◆ Your objective: Your response should consist of the lines below, printed exactly.

[Saved entries]
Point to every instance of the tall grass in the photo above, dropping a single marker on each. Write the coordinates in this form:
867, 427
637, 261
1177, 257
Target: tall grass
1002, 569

◆ Result:
Point to every instance of the tall grass in the photo above, dropping a single marker on each. Write the coordinates in this form:
867, 427
637, 261
1177, 257
Target: tall grass
1002, 569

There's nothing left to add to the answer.